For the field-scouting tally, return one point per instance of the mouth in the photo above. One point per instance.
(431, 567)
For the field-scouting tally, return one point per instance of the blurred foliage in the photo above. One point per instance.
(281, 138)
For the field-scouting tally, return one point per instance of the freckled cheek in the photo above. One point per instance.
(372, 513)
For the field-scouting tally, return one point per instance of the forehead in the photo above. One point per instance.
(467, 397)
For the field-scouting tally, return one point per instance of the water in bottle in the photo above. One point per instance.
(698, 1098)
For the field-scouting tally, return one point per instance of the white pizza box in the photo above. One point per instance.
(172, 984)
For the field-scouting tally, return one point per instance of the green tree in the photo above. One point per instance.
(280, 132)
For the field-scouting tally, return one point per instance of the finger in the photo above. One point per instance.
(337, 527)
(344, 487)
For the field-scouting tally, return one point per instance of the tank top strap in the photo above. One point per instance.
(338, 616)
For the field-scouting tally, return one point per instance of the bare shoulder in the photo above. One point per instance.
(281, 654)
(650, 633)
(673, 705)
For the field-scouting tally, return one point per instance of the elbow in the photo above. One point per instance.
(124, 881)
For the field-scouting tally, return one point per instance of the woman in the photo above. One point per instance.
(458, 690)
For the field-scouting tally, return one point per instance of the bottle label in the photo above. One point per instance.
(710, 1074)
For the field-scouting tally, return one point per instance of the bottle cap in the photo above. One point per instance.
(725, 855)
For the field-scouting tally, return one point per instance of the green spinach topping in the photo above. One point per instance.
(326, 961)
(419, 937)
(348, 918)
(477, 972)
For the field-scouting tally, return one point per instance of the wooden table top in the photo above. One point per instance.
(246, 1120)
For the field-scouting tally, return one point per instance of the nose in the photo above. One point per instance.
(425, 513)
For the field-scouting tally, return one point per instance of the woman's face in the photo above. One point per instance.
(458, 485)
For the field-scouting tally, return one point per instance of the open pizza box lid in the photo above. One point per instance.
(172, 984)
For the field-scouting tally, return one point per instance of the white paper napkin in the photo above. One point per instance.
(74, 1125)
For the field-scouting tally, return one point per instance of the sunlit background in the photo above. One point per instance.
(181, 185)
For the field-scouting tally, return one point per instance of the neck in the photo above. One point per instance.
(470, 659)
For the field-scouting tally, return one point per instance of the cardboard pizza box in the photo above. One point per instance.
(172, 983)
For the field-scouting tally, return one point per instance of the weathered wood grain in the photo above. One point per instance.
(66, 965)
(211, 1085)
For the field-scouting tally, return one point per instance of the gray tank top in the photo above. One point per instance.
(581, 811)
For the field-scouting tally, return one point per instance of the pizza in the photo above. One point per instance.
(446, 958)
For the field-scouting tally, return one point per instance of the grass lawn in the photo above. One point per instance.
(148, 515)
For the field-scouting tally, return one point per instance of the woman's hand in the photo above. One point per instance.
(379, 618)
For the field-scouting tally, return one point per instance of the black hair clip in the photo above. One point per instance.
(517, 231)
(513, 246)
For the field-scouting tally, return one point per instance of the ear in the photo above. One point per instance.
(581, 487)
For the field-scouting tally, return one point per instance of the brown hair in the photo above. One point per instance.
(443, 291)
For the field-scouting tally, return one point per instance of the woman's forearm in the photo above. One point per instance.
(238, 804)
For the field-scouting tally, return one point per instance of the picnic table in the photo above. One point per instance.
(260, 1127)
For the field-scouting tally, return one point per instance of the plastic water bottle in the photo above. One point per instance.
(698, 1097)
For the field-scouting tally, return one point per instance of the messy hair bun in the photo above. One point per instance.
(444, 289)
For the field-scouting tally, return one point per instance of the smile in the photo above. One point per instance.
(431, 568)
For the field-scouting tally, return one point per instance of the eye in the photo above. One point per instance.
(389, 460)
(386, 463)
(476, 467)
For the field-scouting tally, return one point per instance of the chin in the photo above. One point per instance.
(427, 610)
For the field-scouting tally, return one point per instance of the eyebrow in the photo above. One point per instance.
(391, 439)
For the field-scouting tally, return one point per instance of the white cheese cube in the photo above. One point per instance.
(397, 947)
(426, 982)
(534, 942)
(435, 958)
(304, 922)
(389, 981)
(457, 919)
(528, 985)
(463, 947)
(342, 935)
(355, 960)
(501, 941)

○ ○ ○ ○ ○ ○ ○

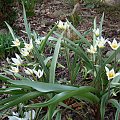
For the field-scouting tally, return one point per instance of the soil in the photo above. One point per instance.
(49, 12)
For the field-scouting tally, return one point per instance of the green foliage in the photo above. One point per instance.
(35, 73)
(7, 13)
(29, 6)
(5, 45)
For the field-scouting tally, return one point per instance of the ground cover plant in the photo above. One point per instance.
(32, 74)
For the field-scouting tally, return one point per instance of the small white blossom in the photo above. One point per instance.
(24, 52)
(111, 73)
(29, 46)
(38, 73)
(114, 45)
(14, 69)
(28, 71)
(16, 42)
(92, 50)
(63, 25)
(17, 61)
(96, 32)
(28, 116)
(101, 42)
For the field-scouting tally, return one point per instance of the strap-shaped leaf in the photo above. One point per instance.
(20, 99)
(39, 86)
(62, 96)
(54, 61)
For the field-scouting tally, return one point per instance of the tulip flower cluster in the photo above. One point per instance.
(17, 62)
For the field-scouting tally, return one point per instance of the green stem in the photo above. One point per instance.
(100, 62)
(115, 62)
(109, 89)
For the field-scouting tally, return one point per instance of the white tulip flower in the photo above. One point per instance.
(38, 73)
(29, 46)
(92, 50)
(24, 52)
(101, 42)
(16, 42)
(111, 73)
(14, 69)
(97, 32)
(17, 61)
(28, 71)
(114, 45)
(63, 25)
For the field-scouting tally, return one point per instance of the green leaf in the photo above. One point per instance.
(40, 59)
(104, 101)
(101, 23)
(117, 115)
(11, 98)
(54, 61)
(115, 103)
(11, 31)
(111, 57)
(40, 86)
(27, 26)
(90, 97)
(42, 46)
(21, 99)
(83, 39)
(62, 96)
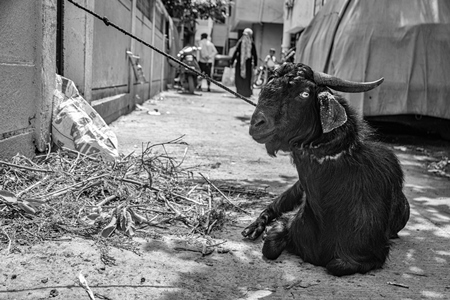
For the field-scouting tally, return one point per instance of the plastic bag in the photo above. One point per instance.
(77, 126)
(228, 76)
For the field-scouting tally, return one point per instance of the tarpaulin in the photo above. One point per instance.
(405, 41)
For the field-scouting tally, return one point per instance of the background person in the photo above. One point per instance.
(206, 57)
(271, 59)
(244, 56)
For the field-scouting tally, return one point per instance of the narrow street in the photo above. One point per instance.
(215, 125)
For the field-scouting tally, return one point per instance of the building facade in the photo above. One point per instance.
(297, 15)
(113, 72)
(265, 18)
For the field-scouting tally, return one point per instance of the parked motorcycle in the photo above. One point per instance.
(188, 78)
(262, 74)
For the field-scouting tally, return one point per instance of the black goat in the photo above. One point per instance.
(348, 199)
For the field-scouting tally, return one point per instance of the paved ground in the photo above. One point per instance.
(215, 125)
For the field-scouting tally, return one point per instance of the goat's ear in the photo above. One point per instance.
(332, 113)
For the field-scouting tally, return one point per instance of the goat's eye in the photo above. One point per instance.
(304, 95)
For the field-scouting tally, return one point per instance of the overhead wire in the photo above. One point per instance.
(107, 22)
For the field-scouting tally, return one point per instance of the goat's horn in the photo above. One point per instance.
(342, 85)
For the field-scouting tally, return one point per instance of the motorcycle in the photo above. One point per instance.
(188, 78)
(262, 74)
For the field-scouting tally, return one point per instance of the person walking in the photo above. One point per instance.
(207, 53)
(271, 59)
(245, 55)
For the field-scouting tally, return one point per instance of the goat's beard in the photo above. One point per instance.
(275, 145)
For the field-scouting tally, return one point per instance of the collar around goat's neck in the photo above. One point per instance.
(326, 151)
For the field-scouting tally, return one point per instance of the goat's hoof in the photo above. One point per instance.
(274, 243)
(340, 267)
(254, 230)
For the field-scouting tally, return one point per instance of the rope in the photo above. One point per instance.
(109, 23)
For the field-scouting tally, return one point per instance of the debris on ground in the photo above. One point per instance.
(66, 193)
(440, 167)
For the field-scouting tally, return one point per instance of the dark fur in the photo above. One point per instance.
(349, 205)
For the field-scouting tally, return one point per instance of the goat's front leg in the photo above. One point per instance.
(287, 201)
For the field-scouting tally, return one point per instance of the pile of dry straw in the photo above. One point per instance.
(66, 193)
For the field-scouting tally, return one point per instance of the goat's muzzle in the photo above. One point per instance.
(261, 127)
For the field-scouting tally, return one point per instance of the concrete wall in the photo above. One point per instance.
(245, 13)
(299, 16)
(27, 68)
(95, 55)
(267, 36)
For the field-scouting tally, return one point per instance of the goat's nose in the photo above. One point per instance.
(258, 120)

○ ○ ○ ○ ○ ○ ○

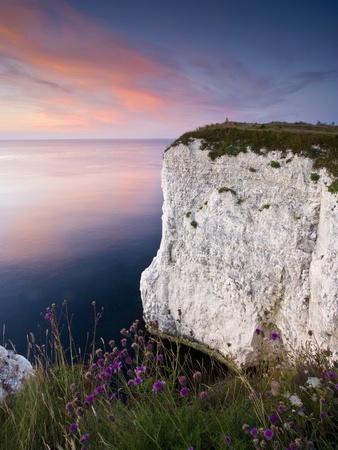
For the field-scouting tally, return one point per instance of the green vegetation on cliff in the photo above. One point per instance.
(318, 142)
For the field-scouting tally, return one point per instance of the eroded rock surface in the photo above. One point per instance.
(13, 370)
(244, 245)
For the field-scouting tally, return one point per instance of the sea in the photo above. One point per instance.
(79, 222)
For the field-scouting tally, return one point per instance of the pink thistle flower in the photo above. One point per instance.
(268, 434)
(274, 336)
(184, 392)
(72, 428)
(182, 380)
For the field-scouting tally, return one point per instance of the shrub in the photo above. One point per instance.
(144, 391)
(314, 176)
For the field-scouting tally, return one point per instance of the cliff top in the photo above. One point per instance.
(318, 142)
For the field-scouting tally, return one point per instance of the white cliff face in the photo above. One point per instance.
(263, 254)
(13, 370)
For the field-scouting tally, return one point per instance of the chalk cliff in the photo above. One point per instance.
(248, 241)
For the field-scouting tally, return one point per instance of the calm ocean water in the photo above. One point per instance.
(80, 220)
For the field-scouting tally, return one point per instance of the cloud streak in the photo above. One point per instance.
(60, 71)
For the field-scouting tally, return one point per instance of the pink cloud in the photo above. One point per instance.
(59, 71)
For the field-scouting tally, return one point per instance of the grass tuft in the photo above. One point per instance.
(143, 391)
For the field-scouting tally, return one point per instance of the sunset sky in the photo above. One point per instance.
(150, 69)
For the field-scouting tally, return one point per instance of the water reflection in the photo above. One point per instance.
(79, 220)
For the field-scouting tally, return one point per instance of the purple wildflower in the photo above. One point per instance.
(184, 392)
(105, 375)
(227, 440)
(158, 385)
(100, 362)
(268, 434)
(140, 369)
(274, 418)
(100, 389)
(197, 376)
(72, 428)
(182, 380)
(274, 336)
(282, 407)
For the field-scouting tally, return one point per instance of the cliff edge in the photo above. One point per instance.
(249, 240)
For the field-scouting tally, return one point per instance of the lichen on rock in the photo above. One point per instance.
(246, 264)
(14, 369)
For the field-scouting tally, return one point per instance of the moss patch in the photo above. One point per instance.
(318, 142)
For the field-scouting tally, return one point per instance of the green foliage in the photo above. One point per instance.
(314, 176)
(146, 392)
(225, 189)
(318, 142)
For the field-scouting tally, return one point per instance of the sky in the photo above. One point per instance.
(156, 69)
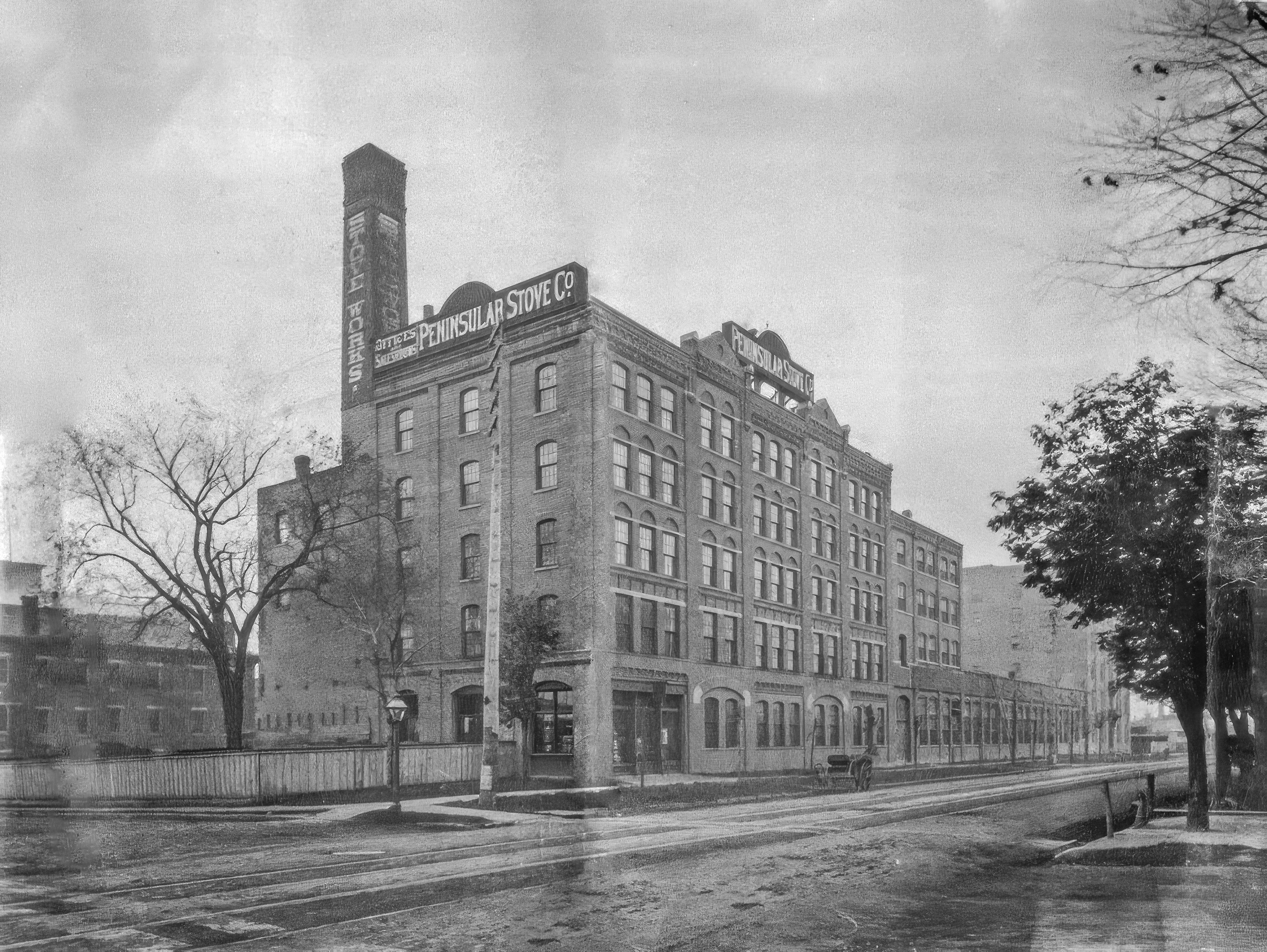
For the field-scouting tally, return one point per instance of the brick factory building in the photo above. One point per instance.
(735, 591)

○ ○ ○ ○ ○ ○ ○

Can you reproduce the data above between the lines holding "the white paper" and "(698, 1097)", inclusive, with every line kept and each number in the answer coordinates shifted by -67?

For the field-scouting tally, return one point per instance of the white paper napkin in the photo above. One point per instance.
(7, 1058)
For the field-scouting tally, return one point per instance of the sunlit background in the photo above. One point per instance.
(114, 118)
For the field-scouting tally, return one point per instance of the neck in the photo above. One point per instance.
(403, 592)
For the field-scouting tally, return one point per instance of the cardboard pizza box in the photo above. One point per instance.
(105, 916)
For the field-scouting tally, return one point per instance of the weathered wood grain in the photo above. One point per instance.
(-1, 898)
(144, 1018)
For the field-scouting tally, return one point per instance of the gray tank top in the photo above. One point per instance.
(514, 744)
For the field-scouting tally, return one point per instance of the pizza in the photo above. One point per instance.
(379, 891)
For the field-scouting tally, return one point per instance of the grass lawn in the photo above. One point per instance.
(81, 448)
For the field-scouting tally, return one point per instance of the woman's hand in the photo above. One point per instance.
(312, 551)
For the field-scouting tally, return one point per instance of the black hair clip in the photo above. One point per instance.
(450, 164)
(446, 179)
For the field-scouting tally, return one point per instance of the ear in the photo above. One point per instance.
(514, 420)
For the field-scouting tally, return one point per instance of the brown hair in the photo above. One point per instance.
(376, 224)
For the field-scouting tally, return one point per instance of the woman's forearm in the photo above. One point per instance.
(171, 737)
For the field-scouting tally, return one point per instance of the picnic table in the photo above. One point per instance.
(193, 1060)
For the field-scouting tally, return one point per instance of the plastic water bottle in the photo above. One point per instance.
(631, 1030)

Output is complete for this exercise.